--- BEGIN ---
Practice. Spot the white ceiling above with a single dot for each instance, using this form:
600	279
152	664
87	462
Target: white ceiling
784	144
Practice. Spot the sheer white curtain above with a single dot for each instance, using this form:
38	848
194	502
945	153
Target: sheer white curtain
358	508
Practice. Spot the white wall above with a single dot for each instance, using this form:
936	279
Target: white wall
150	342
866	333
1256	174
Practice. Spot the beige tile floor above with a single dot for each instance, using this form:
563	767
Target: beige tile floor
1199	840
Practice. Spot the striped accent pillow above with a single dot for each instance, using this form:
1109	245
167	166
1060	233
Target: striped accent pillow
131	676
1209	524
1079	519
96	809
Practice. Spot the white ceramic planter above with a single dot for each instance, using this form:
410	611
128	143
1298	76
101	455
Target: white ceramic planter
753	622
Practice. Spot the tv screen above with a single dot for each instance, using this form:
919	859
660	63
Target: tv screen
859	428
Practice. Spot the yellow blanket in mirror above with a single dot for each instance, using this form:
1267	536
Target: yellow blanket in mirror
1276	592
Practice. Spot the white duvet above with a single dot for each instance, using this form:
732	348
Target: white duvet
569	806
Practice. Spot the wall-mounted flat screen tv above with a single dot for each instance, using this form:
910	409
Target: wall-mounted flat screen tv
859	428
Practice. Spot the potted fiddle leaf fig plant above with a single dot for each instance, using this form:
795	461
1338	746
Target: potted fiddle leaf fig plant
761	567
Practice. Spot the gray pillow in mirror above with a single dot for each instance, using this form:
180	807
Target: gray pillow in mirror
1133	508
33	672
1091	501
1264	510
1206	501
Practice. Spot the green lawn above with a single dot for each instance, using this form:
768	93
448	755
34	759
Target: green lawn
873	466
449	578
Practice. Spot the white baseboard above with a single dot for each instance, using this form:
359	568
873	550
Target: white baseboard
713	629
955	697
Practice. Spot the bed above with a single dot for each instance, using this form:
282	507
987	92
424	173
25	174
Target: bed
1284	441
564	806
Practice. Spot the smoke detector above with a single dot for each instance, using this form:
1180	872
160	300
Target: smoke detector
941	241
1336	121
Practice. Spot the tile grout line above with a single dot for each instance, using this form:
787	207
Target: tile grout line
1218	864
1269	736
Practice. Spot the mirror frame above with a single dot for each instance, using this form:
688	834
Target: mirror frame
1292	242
--- END ---
■ **Goal of the exercise**:
Your task is to repeat the data exactly, with nothing left out.

■ **Solution to this task**:
Practice. Spot the white ceiling above with a single dot for each instance, using this form:
600	279
152	664
87	462
Target: white ceiling
784	144
Practice. Spot the sheer white curtain above with a single dot for each instance, using this form:
38	848
194	502
945	153
Target: sheer white curtain
358	508
Practice. Spot the white wall above with a single dot for each instance, using this form:
936	279
Target: white wall
150	342
866	333
1256	174
Practice. Spot the beige tile floor above with a single dot for each instance, using this form:
563	767
Target: beige tile floor
1199	840
Practice. Spot the striped accent pillow above with a single dot for each instance, using this form:
1109	245
167	166
1060	233
Target: striped accent pillow
131	676
1209	524
1079	519
96	809
Practice. Spot the white ceramic planter above with a single dot for each instance, using this form:
410	611
128	143
1298	76
101	455
Target: white ceramic planter
753	622
Practice. Spot the tv screen above with a single dot for each instance, using this form:
919	859
660	63
Target: tv screen
859	428
Practice. Spot the yellow blanket in mirror above with a single dot for each instance, using this form:
1267	536
Target: yellow blanket in mirror
1276	592
Practice. Spot the white duvet above with a single dot for each instance, using this form:
732	348
Target: white duvet
569	806
Practice. Spot the wall-mounted flat screen tv above with a single dot for each instance, using this form:
910	409
Target: wall-mounted flat screen tv
859	428
Practice. Spot the potted fiddle leaf fig plant above with a single dot for each instance, using this form:
795	461
1338	746
Target: potted fiddle leaf fig plant
761	567
Practice. Spot the gray pillow in mirror above with a single dot for each instance, using this form:
180	807
Target: gray pillow in mirror
1133	508
33	672
1091	501
1264	510
1206	501
Practice. Spot the green lawn above with a single dot for each instance, using this form:
768	93
448	755
34	759
Target: green lawn
873	466
449	578
Practice. Spot the white baseboard above with a single dot for each instance, using this form:
359	568
873	550
Target: white baseboard
713	629
955	697
Practice. Spot the bed above with a single dot for each instance, using this form:
282	507
987	92
424	173
25	174
Target: bed
1284	441
564	806
Practice. Spot the smoke detector above with a single dot for each instance, using this form:
1180	872
160	300
Target: smoke detector
941	241
1336	121
Practice. Spot the tile grout line above with a single dot for each instance, using this form:
787	207
Target: tile grout line
1218	864
1269	736
Practice. Spot the mirror frame above with a single dot for each instance, using this form:
688	834
Target: mirror frame
1292	242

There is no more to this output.